• _ИСХОДНЫЙ ОТРЫВОК_:
· · ·

Читаем Бунин без глянца полностью

Н. И. Ромашков ‹…› был действительно незаменимый человек (конечно, трезвый, если же выпивал, то становился нестерпимым). Он имел неистощимый запас анекдотов и всевозможных рассказов, обладал колоссальной памятью, был человек вообще талантливый. Окончив Лазаревский институт, он затем был, кажется, на юридическом факультете. Не окончил его и в 22 года поступил учителем в гимназии — женскую и мужскую, — но после отставки по случаю пьянства уехал. Он превосходно читал, декламировал, излагал вполне литературно прочитанное, писал стихи, ограничиваясь, однако, только злободневными. Вообще, был он большой комик, умел рассказывать и строил при этом такие уморительные рожи, что все окружающие помирали со смеху. Играл на скрипке и гитаре довольно сносно. Когда же появлялся на столе черфь-ерыч (так он прозвал могарыч), то первое время бывал очень весел и принимался плясать. Однако этот черфь-ерыч быстро на него действовал, и тут уж он начинал ко многим придираться, обыкновенно сучил кулаки и говаривал: «А я вот тебя сейчас в данлевизаж[8] и на манную кашу отсажу», то есть в морду даст и выбьет все зубы [32, 230].

Иван Алексеевич Бунин:

Повышенная впечатлительность, унаследованная мной не только от отца, от матери, но и от дедов, прадедов, тех весьма и весьма своеобразных людей, из которых когда-то состояло русское просвещенное общество, была у меня от рожденья. ‹Он› чрезвычайно помог ее развитию. ‹…› Та противоположность чувств и представлений, которую он поселял во мне, проистекала из того, что для своих рассказов он чаще всего избирал, совсем не считаясь с моим возрастом, все, кажется, наиболее горькое и едкое из пережитого им, свидетельствующее о людской низости и жестокости, а для чтения — что-нибудь героическое, возвышенное, говорящее о прекрасных и благородных страстях человеческой души, и я, слушая его, то горел от негодования к людям и от мучительной нежности к нему самому, столько от них страдавшему, то млел, замирал от радостных волнений [14, 287–288].

· · ·

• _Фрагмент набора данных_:

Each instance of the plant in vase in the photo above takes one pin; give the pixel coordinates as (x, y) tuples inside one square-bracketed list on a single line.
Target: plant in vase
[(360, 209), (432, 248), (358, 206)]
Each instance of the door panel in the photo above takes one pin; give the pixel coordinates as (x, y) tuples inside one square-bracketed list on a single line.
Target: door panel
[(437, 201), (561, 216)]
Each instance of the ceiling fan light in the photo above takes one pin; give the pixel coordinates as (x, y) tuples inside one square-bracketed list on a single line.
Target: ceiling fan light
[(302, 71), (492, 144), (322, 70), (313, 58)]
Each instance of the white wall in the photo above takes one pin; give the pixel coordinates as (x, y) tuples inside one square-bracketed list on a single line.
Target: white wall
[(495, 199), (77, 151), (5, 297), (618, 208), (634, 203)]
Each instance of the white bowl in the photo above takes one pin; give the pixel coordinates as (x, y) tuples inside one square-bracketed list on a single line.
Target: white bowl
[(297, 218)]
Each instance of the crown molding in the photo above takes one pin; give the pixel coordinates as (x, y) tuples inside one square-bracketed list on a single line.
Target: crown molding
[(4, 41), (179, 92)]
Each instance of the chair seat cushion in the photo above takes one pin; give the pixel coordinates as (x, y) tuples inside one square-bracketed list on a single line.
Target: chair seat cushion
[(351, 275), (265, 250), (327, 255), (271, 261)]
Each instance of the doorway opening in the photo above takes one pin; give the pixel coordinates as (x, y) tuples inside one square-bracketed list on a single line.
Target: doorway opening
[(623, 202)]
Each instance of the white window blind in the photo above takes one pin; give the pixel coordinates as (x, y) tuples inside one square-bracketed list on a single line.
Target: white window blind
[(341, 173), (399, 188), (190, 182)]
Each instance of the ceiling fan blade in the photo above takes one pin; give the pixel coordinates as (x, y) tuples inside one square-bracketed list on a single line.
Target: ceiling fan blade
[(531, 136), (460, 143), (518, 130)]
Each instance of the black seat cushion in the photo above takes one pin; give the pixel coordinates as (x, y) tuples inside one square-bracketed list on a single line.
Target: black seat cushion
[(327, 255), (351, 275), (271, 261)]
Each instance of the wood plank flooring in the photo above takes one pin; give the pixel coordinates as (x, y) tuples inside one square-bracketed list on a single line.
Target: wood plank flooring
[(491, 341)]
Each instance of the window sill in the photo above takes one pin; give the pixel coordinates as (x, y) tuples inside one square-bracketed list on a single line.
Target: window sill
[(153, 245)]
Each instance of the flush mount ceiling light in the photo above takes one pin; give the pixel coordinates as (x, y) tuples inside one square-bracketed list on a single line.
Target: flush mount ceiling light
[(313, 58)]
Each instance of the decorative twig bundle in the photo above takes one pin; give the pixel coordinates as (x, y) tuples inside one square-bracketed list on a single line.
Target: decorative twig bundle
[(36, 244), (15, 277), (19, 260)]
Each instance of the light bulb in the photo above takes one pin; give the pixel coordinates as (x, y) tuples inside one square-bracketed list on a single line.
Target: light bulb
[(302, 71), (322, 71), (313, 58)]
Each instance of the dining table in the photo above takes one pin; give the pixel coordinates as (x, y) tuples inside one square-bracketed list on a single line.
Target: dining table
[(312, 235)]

· · ·

• _ЗАДАНИЯ_:
1. Пожалуйста, перескажите короче, в виде списка, абзац отрывка о Бунине, который начинается словами «Н. И. Ромашков», и сохраните его основные факты.
2. Перепишите дословно из отрывка о Бунине участок от «Повышенная впечатлительность, унаследованная» до «волнений [14, 287–288].» включительно.
Записи никак не связаны с отрывком о Бунине.

• _ВЫПОЛНЕННЫЕ ЗАДАНИЯ_:
1.
- Н. И. Ромашков был незаменимым человеком, пока оставался трезвым, а выпив, становился нестерпимым.
- Он знал множество анекдотов и рассказов, обладал колоссальной памятью и был вообще талантлив.
- Окончил Лазаревский институт, затем, кажется, учился на юридическом факультете, но не окончил его.
- В 22 года стал учителем в женской и мужской гимназиях, а после отставки из-за пьянства уехал.
- Превосходно читал и декламировал, литературно пересказывал прочитанное, писал только злободневные стихи.
- Был большим комиком: рассказывал, строя уморительные рожи, так что все вокруг помирали со смеху.
- Довольно сносно играл на скрипке и гитаре.
- Когда на столе появлялся «черфь-ерыч» (так он прозвал могарыч), сначала веселился и плясал, но вскоре начинал придираться, сучить кулаки и грозить побоями.

2.
Повышенная впечатлительность, унаследованная мной не только от отца, от матери, но и от дедов, прадедов, тех весьма и весьма своеобразных людей, из которых когда-то состояло русское просвещенное общество, была у меня от рожденья. ‹Он› чрезвычайно помог ее развитию. ‹…› Та противоположность чувств и представлений, которую он поселял во мне, проистекала из того, что для своих рассказов он чаще всего избирал, совсем не считаясь с моим возрастом, все, кажется, наиболее горькое и едкое из пережитого им, свидетельствующее о людской низости и жестокости, а для чтения — что-нибудь героическое, возвышенное, говорящее о прекрасных и благородных страстях человеческой души, и я, слушая его, то горел от негодования к людям и от мучительной нежности к нему самому, столько от них страдавшему, то млел, замирал от радостных волнений [14, 287–288].